BEGIN WORKING DATA

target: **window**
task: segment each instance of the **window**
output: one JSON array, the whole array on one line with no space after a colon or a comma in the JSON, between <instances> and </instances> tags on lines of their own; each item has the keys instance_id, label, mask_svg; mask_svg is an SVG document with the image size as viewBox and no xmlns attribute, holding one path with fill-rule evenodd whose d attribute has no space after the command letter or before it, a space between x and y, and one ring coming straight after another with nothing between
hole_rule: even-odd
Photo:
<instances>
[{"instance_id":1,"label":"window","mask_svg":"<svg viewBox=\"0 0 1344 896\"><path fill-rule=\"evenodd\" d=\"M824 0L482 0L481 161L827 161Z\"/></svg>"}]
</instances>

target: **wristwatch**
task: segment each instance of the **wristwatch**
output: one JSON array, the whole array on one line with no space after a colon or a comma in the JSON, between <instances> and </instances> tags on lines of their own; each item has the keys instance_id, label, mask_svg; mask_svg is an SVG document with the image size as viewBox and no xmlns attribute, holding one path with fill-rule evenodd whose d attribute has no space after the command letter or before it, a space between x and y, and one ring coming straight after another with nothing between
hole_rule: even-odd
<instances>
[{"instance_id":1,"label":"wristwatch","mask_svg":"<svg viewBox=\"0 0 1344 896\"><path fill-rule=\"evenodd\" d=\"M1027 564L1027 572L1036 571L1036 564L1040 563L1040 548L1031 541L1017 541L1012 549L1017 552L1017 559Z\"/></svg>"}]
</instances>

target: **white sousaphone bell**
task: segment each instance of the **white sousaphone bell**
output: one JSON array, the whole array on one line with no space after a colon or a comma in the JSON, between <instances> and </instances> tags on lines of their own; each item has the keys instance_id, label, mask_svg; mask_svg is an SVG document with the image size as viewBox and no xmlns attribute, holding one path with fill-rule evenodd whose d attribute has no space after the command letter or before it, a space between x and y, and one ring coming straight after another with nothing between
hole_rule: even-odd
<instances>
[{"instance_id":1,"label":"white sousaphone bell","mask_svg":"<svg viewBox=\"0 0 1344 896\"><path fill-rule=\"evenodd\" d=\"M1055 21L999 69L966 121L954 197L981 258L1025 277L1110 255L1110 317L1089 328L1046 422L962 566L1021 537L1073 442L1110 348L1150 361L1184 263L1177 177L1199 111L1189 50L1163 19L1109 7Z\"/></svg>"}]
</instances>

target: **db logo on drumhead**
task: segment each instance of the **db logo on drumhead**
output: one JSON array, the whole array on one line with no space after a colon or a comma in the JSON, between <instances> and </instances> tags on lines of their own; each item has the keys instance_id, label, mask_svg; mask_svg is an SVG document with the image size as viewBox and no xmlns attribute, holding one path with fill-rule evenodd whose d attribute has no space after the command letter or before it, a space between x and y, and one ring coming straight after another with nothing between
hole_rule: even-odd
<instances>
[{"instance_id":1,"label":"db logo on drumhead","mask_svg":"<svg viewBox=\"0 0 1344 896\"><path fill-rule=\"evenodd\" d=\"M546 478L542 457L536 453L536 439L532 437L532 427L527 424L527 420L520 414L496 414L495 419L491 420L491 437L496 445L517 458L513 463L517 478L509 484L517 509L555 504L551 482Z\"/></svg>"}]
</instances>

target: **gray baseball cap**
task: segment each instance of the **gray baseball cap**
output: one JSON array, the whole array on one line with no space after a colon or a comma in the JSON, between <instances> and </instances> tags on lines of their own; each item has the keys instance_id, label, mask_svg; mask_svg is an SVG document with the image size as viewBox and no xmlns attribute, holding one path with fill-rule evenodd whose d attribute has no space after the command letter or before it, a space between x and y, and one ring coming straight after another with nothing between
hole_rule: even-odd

END WORKING DATA

- **AIM OF THE TASK**:
Can you reproduce word for word the part of the items above that opens with the line containing "target: **db logo on drumhead**" and closes with the line containing "task: segment each instance of the **db", both of those lines included?

- **RESPONSE TO THE EXERCISE**:
target: **db logo on drumhead**
task: segment each instance of the **db logo on drumhead**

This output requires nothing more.